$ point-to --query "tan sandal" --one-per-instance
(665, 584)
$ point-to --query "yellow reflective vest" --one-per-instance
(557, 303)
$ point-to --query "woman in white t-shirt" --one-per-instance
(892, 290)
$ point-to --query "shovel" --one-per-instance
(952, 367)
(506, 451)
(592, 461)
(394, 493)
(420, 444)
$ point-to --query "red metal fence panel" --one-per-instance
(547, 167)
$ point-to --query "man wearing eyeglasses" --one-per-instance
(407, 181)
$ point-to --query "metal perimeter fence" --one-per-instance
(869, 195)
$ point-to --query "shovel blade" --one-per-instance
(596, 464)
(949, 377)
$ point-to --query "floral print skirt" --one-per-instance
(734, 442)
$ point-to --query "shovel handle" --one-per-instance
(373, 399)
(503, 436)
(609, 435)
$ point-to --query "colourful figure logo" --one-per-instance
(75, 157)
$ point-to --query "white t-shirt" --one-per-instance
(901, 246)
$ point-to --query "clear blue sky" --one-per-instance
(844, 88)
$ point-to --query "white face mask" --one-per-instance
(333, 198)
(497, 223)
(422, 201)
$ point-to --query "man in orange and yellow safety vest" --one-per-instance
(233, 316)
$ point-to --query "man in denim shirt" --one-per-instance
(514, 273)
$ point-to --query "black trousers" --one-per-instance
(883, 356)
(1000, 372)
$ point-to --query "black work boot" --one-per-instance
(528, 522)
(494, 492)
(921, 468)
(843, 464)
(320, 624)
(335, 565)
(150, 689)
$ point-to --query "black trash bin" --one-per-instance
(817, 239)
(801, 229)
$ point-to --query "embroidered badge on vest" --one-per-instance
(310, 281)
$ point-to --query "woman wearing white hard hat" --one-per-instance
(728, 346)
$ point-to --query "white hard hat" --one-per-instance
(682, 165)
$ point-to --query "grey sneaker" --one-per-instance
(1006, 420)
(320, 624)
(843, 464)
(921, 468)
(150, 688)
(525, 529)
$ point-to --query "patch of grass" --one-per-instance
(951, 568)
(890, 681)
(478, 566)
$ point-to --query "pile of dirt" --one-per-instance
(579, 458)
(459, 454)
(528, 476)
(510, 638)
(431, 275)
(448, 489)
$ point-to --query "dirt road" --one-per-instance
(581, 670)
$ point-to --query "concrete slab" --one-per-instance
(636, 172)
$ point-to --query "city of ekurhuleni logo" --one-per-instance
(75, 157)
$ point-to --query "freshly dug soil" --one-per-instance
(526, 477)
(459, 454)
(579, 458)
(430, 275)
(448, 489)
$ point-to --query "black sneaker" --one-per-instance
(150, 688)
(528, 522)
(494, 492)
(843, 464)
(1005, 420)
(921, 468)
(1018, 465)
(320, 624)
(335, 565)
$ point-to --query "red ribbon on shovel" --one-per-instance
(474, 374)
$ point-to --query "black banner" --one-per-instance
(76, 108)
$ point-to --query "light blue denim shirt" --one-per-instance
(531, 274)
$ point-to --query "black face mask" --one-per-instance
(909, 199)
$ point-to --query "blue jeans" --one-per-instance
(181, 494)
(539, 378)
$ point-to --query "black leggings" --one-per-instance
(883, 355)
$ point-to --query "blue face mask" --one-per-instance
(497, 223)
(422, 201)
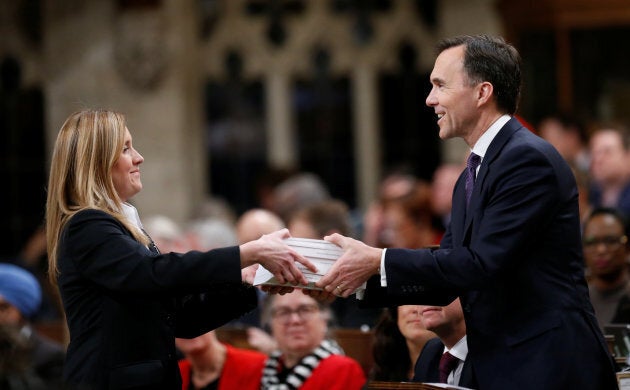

• • • • • • •

[YOUR ASSIGNMENT]:
Exactly as written, give every entry again, but not the pictures.

[ANSWER TO THE PROBLEM]:
$ point-to --query "tan sandal" --one-per-instance
(665, 584)
$ point-to --query "yellow reflective vest" --one-per-instance
(557, 303)
$ point-to --query "woman in white t-shirt" --one-per-instance
(892, 290)
$ point-to --query "shovel" --one-per-instance
(952, 367)
(506, 451)
(592, 461)
(394, 493)
(420, 444)
$ point-to --query "red metal fence panel" --one-per-instance
(547, 167)
$ point-to --query "man wearing eyeglasses" --one-per-instance
(407, 181)
$ point-to --query "metal perimeter fence" --one-per-instance
(869, 195)
$ point-to --query "shovel blade" --one-per-instance
(596, 464)
(949, 377)
$ point-to --query "floral print skirt" --one-per-instance
(734, 442)
$ point-to --query "shovel handle" --one-per-instance
(373, 399)
(503, 436)
(609, 435)
$ point-to --query "colourful figure logo" --one-per-instance
(75, 157)
$ point-to --query "white t-shirt" --one-per-instance
(901, 246)
$ point-to --query "clear blue sky" --one-per-instance
(844, 88)
$ point-to --query "white face mask" --one-per-instance
(333, 198)
(497, 223)
(422, 201)
$ point-to --query "man in orange and yellow safety vest" --one-per-instance
(233, 316)
$ point-to --query "man in denim shirt" --one-per-instance
(514, 273)
$ point-to --query "black trousers" --one-per-instance
(883, 356)
(1000, 372)
$ point-to --query "black work boot" --one-per-instance
(528, 522)
(494, 492)
(921, 468)
(843, 464)
(320, 624)
(335, 565)
(150, 689)
$ point-to --query "black trash bin" --one-per-instance
(817, 239)
(801, 229)
$ point-to --query "embroidered badge on vest" --one-per-instance
(310, 281)
$ point-to --query "woman wearing white hard hat" --one-per-instance
(728, 346)
$ point-to --query "white hard hat" --one-per-instance
(682, 165)
$ point-to --query "grey sneaker" --one-per-instance
(1006, 420)
(320, 624)
(843, 464)
(921, 468)
(150, 688)
(525, 529)
$ point-to --query "patch of grass" --one-per-instance
(951, 568)
(890, 681)
(478, 566)
$ point-to --query "pile of dirt" --one-per-instance
(579, 458)
(459, 454)
(528, 476)
(510, 638)
(431, 275)
(448, 489)
$ point-to --query "dirt road" --one-per-instance
(581, 670)
$ point-to --query "concrete slab" --one-per-instance
(636, 172)
$ point-to --query "city of ekurhuleni logo" --one-per-instance
(75, 157)
$ point-to --query "freshly dug soil" --one-per-instance
(526, 477)
(459, 454)
(579, 458)
(430, 275)
(448, 489)
$ point-to --query "black sneaker" --one-per-instance
(150, 688)
(528, 522)
(494, 492)
(843, 464)
(1005, 420)
(921, 468)
(1018, 465)
(320, 624)
(335, 565)
$ point-to --query "red ribbon on shovel" --one-per-instance
(474, 374)
$ point-to --query "black banner" --one-per-instance
(76, 108)
$ point-to --query "light blue denim shirt" --one-per-instance
(531, 274)
$ point-to --query "black face mask" --one-per-instance
(909, 199)
$ point-to --query "blue jeans" --one-per-instance
(181, 494)
(539, 378)
$ point-to --query "black leggings" --one-per-instance
(883, 355)
$ point-to --query "blue face mask" --one-per-instance
(497, 223)
(422, 201)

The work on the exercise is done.